- [Problem to work on]:
Copy only what runs from the line containing "Exercise. Point to the leafy" through the end of the material below, line for line, with both ends included.

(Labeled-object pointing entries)
•••••

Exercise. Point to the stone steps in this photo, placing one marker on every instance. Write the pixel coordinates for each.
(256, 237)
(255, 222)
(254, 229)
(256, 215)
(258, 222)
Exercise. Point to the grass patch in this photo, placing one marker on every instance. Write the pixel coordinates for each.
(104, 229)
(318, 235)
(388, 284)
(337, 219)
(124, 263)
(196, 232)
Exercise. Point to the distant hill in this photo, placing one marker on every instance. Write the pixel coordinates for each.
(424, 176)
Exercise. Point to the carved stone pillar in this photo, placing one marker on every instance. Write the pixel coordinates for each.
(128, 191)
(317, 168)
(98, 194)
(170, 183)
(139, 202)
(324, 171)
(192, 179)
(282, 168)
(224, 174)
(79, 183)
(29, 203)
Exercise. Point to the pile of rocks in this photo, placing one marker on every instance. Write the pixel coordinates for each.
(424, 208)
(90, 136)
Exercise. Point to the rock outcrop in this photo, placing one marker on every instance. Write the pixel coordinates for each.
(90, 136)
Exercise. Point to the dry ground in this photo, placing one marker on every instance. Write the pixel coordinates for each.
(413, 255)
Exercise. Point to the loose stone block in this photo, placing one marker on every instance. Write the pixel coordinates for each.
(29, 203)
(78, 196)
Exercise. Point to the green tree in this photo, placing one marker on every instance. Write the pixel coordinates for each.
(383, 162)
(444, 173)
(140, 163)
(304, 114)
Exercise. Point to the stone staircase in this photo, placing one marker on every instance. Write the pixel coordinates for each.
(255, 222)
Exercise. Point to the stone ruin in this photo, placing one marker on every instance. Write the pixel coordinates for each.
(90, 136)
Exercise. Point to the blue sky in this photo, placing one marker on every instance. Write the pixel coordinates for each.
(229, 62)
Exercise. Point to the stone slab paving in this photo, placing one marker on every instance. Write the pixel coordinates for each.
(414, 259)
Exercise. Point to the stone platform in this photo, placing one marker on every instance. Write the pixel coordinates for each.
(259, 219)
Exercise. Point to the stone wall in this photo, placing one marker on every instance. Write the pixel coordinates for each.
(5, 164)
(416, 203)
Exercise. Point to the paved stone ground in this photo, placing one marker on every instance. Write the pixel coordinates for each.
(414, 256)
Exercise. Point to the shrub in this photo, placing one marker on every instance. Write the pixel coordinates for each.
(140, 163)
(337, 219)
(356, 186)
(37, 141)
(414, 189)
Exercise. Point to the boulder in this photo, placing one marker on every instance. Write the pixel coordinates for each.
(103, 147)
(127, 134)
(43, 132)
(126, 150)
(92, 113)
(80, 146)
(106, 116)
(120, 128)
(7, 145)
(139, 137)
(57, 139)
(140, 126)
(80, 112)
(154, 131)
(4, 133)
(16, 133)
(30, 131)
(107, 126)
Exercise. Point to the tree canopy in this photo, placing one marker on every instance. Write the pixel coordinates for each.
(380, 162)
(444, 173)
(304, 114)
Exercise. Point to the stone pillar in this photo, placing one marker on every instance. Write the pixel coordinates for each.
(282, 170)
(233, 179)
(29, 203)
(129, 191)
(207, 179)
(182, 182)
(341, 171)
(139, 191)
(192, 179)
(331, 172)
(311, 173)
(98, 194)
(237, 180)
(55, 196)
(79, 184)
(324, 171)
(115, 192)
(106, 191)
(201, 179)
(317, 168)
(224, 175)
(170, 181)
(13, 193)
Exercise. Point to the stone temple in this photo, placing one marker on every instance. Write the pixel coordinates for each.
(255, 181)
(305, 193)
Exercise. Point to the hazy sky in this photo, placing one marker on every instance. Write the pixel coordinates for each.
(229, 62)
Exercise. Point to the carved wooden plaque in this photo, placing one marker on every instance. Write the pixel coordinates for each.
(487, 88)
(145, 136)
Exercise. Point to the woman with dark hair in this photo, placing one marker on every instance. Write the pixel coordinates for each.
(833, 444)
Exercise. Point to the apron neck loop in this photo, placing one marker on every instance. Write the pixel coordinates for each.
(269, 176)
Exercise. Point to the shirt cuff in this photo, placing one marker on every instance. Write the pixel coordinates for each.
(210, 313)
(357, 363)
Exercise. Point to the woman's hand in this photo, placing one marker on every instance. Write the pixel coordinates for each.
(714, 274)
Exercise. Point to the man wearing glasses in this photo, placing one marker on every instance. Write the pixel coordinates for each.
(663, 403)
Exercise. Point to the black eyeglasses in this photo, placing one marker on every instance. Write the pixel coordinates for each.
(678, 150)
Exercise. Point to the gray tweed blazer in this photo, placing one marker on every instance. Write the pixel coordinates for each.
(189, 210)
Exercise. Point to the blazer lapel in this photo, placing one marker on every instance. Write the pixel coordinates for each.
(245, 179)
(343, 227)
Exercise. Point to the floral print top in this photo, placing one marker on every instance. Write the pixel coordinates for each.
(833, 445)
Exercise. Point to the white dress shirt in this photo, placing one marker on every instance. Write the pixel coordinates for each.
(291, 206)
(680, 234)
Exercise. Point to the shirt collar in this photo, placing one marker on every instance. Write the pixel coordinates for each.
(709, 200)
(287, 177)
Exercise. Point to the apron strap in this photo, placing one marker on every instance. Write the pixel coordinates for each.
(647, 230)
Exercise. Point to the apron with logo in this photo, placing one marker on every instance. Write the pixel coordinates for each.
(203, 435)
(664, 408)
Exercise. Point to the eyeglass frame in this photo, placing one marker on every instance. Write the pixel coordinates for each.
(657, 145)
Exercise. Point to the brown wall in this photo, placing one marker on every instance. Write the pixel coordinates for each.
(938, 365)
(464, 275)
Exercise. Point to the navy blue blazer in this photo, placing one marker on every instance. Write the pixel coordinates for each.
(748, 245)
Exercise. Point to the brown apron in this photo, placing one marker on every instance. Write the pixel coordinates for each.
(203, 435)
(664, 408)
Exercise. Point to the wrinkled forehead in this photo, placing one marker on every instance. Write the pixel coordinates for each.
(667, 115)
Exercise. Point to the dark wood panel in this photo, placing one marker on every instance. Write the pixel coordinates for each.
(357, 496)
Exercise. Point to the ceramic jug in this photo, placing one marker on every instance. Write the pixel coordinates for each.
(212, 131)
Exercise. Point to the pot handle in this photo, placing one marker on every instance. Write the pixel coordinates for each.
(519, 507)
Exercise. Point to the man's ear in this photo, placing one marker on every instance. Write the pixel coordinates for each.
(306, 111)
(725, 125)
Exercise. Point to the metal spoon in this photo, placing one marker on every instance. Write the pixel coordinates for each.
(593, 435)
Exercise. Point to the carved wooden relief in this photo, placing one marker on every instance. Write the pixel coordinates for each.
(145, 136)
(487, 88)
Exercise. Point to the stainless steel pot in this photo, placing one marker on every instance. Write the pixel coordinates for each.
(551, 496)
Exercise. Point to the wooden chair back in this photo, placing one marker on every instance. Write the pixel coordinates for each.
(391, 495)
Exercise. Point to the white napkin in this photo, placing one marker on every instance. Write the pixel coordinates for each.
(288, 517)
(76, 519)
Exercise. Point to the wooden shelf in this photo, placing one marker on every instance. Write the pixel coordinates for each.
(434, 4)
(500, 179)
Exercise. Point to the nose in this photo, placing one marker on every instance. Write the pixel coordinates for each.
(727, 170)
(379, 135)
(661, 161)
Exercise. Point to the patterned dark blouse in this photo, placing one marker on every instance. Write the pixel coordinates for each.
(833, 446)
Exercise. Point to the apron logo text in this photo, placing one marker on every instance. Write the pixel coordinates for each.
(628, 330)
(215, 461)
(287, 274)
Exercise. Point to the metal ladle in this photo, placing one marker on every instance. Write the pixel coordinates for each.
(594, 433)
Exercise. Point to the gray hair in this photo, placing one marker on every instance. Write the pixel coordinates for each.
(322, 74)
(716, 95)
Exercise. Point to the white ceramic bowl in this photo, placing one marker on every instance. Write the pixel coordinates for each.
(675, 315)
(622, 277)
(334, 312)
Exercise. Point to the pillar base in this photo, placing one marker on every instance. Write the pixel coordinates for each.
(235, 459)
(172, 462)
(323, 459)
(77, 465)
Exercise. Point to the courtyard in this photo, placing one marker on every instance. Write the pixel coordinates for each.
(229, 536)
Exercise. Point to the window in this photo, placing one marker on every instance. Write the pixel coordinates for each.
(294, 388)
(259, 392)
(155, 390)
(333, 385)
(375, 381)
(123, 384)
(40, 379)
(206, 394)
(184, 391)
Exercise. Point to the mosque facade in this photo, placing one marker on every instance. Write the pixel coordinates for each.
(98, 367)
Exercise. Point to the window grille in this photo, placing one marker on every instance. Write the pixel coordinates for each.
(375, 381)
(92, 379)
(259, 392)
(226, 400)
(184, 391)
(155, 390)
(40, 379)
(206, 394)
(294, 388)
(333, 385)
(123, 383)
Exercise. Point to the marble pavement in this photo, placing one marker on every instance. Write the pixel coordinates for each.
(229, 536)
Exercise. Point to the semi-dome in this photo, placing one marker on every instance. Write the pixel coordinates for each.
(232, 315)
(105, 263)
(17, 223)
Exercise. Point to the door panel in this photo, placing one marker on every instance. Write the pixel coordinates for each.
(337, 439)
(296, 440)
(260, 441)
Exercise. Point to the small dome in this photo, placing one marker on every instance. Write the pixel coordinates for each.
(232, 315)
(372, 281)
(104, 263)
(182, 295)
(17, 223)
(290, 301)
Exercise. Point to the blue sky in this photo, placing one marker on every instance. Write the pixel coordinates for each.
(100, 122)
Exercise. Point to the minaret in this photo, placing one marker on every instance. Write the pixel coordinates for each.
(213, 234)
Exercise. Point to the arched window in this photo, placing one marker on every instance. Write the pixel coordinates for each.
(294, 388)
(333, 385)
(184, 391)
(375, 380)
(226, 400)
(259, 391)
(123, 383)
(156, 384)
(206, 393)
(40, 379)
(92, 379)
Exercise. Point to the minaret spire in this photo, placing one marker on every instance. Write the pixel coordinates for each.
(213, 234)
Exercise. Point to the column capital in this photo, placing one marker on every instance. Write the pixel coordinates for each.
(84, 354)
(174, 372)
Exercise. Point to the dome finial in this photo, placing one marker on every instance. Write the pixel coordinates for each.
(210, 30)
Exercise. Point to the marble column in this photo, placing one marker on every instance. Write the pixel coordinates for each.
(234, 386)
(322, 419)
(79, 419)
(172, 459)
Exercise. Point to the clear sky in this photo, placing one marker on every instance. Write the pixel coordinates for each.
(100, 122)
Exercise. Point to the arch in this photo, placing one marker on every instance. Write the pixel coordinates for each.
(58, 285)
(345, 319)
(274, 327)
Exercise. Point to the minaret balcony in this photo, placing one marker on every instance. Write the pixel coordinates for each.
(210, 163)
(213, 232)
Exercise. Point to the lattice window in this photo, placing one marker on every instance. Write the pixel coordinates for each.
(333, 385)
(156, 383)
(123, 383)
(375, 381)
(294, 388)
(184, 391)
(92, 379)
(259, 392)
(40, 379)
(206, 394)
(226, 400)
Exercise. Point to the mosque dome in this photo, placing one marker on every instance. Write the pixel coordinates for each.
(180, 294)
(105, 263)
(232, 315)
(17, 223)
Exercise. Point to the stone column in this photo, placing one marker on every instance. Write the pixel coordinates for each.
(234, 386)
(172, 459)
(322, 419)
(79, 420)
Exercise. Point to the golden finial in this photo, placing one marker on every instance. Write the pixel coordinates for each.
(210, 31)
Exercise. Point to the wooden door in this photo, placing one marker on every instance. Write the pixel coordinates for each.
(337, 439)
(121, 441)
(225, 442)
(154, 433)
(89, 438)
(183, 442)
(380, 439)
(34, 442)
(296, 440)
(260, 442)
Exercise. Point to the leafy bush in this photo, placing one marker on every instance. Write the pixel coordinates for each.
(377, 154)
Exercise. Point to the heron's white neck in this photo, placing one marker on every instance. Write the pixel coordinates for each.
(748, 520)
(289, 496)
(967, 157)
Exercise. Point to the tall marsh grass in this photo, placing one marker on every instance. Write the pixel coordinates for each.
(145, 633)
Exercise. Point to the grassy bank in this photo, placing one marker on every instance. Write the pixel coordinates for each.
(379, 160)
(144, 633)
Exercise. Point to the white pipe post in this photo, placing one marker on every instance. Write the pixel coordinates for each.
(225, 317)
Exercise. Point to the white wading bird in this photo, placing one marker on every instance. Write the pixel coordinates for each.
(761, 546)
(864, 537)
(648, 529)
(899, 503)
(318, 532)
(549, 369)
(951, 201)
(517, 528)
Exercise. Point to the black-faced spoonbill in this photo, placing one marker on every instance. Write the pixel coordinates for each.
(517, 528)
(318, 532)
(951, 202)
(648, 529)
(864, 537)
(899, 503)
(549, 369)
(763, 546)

•••••

- [Output for this exercise]:
Exercise. Point to the leafy bush in this photo, placing one marker on every instance. Write the pixel coordinates for each.
(377, 154)
Exercise. Point to the heron's white neck in this photo, placing one marker on every instance. Write the pixel coordinates for each.
(748, 520)
(289, 496)
(967, 157)
Exercise. Point to the tall marsh grass in this photo, placing one marker on every instance. Write the pixel coordinates for each.
(145, 633)
Exercise. Point to the grassy bank in this photo, placing one marker on every instance. Write the pixel coordinates for each.
(379, 160)
(144, 633)
Exercise. Point to the white pipe post in this photo, placing one marker on every instance. Write the pixel coordinates for each.
(225, 317)
Exercise. Point to the white wading bird in this photo, placing one marker on every instance. Write the pixel coordinates for each.
(761, 546)
(864, 537)
(648, 529)
(899, 503)
(318, 532)
(549, 369)
(951, 201)
(517, 528)
Exercise. Point to the black-faced spoonbill in this photo, placing one marker on every instance. Write the pixel coordinates for each.
(517, 528)
(318, 532)
(951, 202)
(648, 529)
(864, 537)
(899, 503)
(549, 369)
(763, 546)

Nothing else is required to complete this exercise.